Content starts

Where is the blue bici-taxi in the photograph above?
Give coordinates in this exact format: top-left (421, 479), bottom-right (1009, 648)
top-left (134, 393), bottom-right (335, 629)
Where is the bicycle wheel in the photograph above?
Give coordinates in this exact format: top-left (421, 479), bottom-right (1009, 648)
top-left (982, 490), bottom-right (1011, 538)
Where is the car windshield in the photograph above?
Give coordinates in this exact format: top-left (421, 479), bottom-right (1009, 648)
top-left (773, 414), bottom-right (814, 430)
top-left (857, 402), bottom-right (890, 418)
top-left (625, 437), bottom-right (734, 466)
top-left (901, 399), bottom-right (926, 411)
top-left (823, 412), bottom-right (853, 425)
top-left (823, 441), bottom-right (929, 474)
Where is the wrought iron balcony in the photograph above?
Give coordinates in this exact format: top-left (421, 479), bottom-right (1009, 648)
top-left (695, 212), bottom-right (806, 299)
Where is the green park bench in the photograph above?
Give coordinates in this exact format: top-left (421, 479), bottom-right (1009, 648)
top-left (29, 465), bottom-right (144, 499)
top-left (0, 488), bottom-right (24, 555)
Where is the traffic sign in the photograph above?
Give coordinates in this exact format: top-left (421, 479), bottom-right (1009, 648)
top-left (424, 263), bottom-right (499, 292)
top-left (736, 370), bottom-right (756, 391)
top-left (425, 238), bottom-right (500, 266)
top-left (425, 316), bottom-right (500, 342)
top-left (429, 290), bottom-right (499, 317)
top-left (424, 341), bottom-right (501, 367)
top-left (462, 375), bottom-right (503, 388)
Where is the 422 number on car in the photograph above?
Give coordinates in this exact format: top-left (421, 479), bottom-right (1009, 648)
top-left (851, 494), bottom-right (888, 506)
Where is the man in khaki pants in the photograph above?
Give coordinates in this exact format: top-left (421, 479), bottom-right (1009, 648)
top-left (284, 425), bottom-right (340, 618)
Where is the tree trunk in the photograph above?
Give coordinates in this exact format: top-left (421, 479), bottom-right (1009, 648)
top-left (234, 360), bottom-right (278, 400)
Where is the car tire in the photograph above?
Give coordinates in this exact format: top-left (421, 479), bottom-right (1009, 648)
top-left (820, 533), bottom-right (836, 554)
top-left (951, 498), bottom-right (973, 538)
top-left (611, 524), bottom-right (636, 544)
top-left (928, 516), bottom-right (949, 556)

Content ends

Set down exactly, and only, the lines from the one containing "Where is the tree" to the final line of the data.

● **OUTPUT**
Where is the tree trunk in the photograph above?
Give coordinates in this exact format: top-left (421, 479), bottom-right (1009, 648)
top-left (234, 360), bottom-right (278, 400)
Where is the car tire in the photograph above?
Give coordinates in this exact format: top-left (421, 479), bottom-right (1009, 648)
top-left (820, 533), bottom-right (836, 554)
top-left (951, 498), bottom-right (973, 538)
top-left (611, 524), bottom-right (636, 544)
top-left (928, 516), bottom-right (949, 556)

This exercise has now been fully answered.